_DOCUMENT_
_ _ _ _ _ _ _

Julia: `1 < missing < 3` fails

Created on 25 Feb 2019 · 20Comments · Source: JuliaLang/julia

julia> 2 < missing < 3
ERROR: TypeError: non-boolean (Missing) used in boolean context
Stacktrace:
 [1] top-level scope at none:0

Should be missing, no?

missing data

Source

cstjean

Most helpful comment

For the sake of concreteness: IntervalSets.jl didn't support missing, and I found out that their methods:

in(v, I::TypedEndpointsInterval{:closed,:closed}) = leftendpoint(I) ≤ v ≤ rightendpoint(I)
in(v, I::TypedEndpointsInterval{:open,:open}) = leftendpoint(I) < v < rightendpoint(I)
in(v, I::TypedEndpointsInterval{:closed,:open}) = leftendpoint(I) ≤ v < rightendpoint(I)
in(v, I::TypedEndpointsInterval{:open,:closed}) = leftendpoint(I) < v ≤ rightendpoint(I)

would have worked fine already if this issue was fixed, but I had to add other methods to make it work:

in(::Missing, I::TypedEndpointsInterval{:closed,:closed}) = !isempty(I) && missing
in(::Missing, I::TypedEndpointsInterval{:open,:open}) = !isempty(I) && missing
in(::Missing, I::TypedEndpointsInterval{:closed,:open}) = !isempty(I) && missing
in(::Missing, I::TypedEndpointsInterval{:open,:closed}) = !isempty(I) && missing

It's not the end of the world of course. It does raise the issue of whether 3 < missing < 1 should be missing, or false.

cstjean on 8 Mar 2019

👍3 ❤2

All 20 comments

The syntax has short-circuiting semantics [1] (i.e. the upper bound doesn't get evaluated if the first condition fails. Of course there could be some special exception for missing, but it would certainly make the lowering significantly more complicated.

[1] i.e. a < b < c is equivalent to a < b && b < c.

Keno on 25 Feb 2019

It explains this:

julia> missing < 1 < 3
ERROR: TypeError: non-boolean (Missing) used in boolean context
Stacktrace:
 [1] top-level scope at none:0

julia> 3 > 1 > missing
missing

cstjean on 25 Feb 2019

I agree it would be nice if this worked. For example a typical pattern would be ~filter(x -> 30 < x < 60, age)~ (or something similar on data frame rows) EDIT: this fails in the presence of missing values, it only makes sense with a special function which would skip missing values as in SQL or R.

_ _ _ _ _ _ _

_EXTRACTED DATA_
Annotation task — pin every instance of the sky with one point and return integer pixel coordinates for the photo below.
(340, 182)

_ _ _ _ _ _ _

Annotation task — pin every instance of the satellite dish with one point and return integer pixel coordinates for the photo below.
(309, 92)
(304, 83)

_ _ _ _ _ _ _

_DIRECTIVES_
a) Write out the thread from "missing data" to "leftendpoint(I) ≤ v ≤ rightendpoint(I)".
b) Please answer these questions about the thread:
(i) On what date was the thread created?
(ii) According to the comment by Keno, what is a < b < c equivalent to?
(iii) What result does the thread show for 3 > 1 > missing?
The data has no connection to the thread.

_THE ANSWERS_
a)
missing data

Source

cstjean

Most helpful comment

For the sake of concreteness: IntervalSets.jl didn't support missing, and I found out that their methods:

in(v, I::TypedEndpointsInterval{:closed,:closed}) = leftendpoint(I) ≤ v ≤ rightendpoint(I)

b)
(i) 25 Feb 2019
(ii) a < b && b < c
(iii) missing